• [Written task 1] From the rewilding article below, list every organization or estate it names as a prominent advocate and practitioner of rewilding.

• [Selected passage]
Rewilding and farmland: conservation imperative or elite environmentalism?
Conservation charities are buying agricultural land for rewilding projects across the UK. Supporters see a biodiversity emergency demanding bold action. Critics see rural communities displaced by wealthy organisations pursuing a vision of nature that excludes the people who live in it.
The debate in brief
Conservation charities and private landowners are acquiring agricultural land across the UK to pursue rewilding -- the large-scale restoration of natural processes, allowing ecosystems to recover with minimal human intervention. The RSPB, Wildlife Trusts, National Trust, Rewilding Britain, and private estates such as Knepp in West Sussex have become prominent advocates and practitioners. England alone has lost 97% of its wildflower meadows since the 1930s, and the State of Nature reports have documented severe, ongoing declines in species abundance. The environmental case is urgent. But rewilding is also a land-use decision, and land-use decisions create winners and losers. When a charity buys a hill farm and removes the sheep, the ecological outcome may be positive. The economic and social consequences for the farming family, the local school, the village shop, and the community that depended on that farm are another matter entirely.

• [Written task 2] Convert the entries below into a two-column CSV with the headers request and points, one row per request. Cover only the stretch from the line containing "Where can you spot the van windshield?" through the end of the entries, and put each field in quotation marks, with line breaks replaced by spaces.

• [Records]

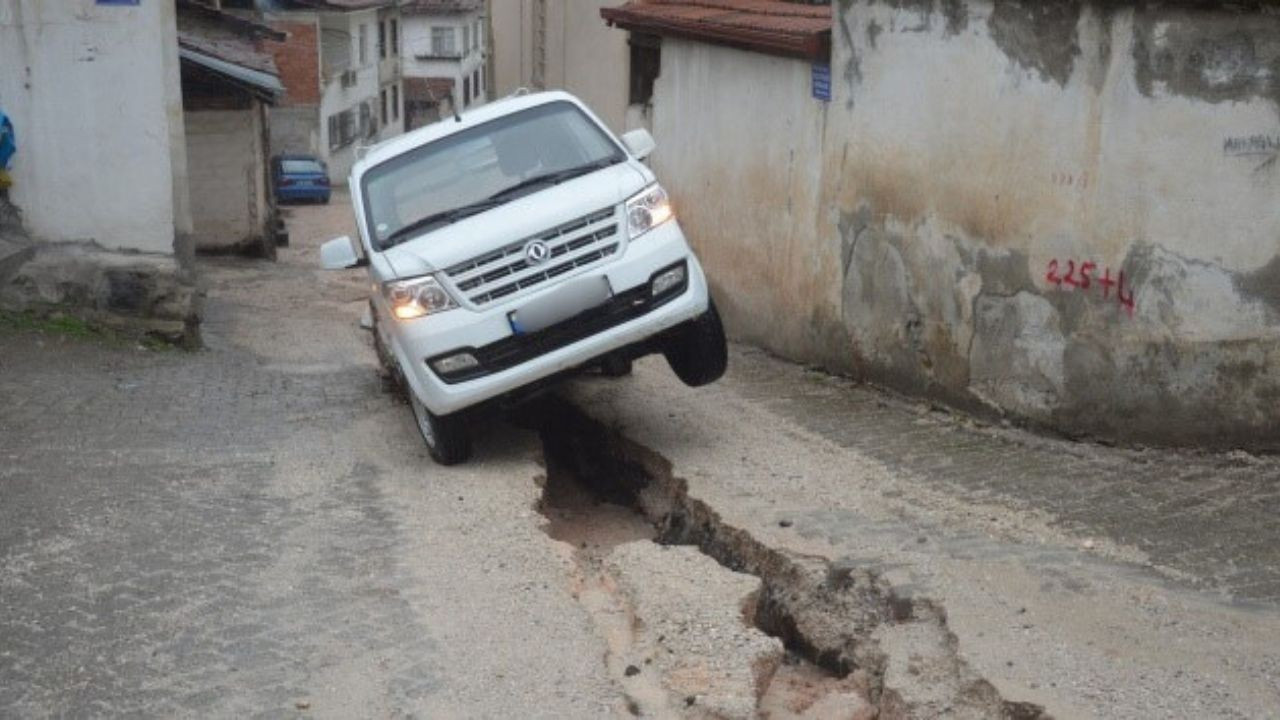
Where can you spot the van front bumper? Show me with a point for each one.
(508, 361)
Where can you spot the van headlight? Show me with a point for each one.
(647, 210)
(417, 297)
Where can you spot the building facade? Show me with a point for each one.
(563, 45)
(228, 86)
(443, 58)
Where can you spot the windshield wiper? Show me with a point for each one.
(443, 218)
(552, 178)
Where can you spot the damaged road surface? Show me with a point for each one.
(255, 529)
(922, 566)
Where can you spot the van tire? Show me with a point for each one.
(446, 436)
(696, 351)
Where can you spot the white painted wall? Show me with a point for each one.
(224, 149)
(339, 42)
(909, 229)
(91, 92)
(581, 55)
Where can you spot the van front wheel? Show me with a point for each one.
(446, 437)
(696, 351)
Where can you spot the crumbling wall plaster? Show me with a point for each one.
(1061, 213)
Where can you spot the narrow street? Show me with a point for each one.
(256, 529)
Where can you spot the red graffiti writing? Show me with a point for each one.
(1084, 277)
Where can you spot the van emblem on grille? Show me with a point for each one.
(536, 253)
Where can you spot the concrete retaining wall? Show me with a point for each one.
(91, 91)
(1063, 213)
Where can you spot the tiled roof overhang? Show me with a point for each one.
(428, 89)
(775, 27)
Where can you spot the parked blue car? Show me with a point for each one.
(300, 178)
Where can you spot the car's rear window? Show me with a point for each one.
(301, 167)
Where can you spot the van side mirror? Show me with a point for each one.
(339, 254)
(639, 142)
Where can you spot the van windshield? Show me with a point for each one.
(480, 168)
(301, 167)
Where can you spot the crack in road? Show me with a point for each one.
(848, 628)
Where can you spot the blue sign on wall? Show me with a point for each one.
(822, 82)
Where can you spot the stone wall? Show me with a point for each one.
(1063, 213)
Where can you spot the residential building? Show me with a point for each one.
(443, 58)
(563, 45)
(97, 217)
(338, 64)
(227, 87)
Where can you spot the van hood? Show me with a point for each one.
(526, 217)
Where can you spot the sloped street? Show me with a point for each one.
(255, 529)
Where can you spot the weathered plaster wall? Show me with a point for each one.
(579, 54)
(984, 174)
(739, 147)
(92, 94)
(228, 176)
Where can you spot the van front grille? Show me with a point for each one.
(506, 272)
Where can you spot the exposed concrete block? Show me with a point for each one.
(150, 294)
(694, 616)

• [Correct answer 1]
- RSPB
- Wildlife Trusts
- National Trust
- Rewilding Britain
- Knepp, in West Sussex

• [Correct answer 2]
request,points
"Where can you spot the van windshield? Show me with a point for each one.","(480, 168) (301, 167)"
"Where can you spot the crack in road? Show me with a point for each one.","(848, 628)"
"Where can you spot the blue sign on wall? Show me with a point for each one.","(822, 82)"
"Where can you spot the stone wall? Show me with a point for each one.","(1063, 213)"
"Where can you spot the residential building? Show me with a point for each one.","(443, 58) (563, 45) (97, 217) (338, 64) (227, 87)"
"Where can you spot the van hood? Show me with a point for each one.","(526, 217)"
"Where can you spot the sloped street? Show me with a point for each one.","(255, 529)"
"Where can you spot the weathered plaster wall? Show me with a point for each one.","(579, 54) (984, 174) (739, 147) (92, 94) (228, 176)"
"Where can you spot the van front grille? Show me with a point for each one.","(506, 272)"
"Where can you spot the exposed concrete block? Show me with a point for each one.","(150, 294) (694, 616)"